» **What is needed**
Rescale the stretch of the listing from its start through the line containing "xmin=0 ymin=164 xmax=106 ymax=192", both ends included. Reproduce only those lines, requests and all, with each box coordinate in the answers multiplied by 1.75 and rounded to a whole number (halves round up), leaving the requests and their format samples unchanged.

» **Input records**
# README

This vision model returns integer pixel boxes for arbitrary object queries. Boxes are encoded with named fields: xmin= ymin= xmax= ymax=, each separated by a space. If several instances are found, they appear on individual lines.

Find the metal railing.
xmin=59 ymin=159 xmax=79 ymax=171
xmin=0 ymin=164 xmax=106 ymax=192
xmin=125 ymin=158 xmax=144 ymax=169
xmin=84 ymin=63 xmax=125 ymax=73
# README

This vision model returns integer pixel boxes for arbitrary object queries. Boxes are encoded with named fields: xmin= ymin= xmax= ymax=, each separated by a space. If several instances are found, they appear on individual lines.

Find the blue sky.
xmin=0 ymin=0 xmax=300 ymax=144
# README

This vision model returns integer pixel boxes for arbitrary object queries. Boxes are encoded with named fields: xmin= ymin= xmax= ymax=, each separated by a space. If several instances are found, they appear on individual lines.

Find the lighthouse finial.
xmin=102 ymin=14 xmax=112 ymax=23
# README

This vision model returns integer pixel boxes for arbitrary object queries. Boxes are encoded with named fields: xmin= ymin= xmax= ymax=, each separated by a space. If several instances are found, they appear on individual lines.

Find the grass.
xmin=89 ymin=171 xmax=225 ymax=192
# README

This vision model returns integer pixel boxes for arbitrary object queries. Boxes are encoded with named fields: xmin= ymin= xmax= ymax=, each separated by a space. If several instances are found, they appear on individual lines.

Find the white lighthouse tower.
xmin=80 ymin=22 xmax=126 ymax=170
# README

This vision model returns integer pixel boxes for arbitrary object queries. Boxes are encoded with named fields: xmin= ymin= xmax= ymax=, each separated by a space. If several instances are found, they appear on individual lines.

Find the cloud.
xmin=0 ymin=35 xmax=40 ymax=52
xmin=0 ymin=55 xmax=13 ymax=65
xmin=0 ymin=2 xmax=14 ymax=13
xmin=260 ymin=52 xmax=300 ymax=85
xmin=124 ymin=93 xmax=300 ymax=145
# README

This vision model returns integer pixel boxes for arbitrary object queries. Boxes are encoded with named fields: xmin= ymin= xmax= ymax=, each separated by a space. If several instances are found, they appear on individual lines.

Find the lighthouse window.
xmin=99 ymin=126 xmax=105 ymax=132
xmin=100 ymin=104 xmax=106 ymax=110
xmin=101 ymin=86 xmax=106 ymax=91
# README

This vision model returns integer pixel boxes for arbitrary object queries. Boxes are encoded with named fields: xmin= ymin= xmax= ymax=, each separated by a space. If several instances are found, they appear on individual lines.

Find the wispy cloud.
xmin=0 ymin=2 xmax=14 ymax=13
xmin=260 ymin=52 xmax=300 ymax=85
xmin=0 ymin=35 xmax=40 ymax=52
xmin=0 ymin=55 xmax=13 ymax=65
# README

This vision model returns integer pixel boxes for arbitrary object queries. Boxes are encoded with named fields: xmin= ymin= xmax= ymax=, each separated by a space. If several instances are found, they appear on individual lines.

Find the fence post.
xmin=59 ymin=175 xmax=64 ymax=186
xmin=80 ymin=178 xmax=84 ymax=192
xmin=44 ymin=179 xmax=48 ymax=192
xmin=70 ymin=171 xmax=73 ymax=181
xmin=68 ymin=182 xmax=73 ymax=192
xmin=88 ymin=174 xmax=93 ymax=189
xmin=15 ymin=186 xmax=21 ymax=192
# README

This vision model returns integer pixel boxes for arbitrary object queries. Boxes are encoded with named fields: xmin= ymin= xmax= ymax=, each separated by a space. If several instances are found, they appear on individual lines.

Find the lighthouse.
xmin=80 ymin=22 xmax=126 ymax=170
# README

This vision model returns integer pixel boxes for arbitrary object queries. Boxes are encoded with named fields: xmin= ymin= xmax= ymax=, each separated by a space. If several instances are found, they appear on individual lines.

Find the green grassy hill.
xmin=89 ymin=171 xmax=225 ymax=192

» **Solution to this exercise**
# README

This vision model returns integer pixel boxes for arbitrary object queries. Boxes are encoded with named fields: xmin= ymin= xmax= ymax=, each separated by a space. If several instances are found, they appear on individual lines.

Find the metal railing.
xmin=103 ymin=278 xmax=138 ymax=299
xmin=0 ymin=287 xmax=186 ymax=336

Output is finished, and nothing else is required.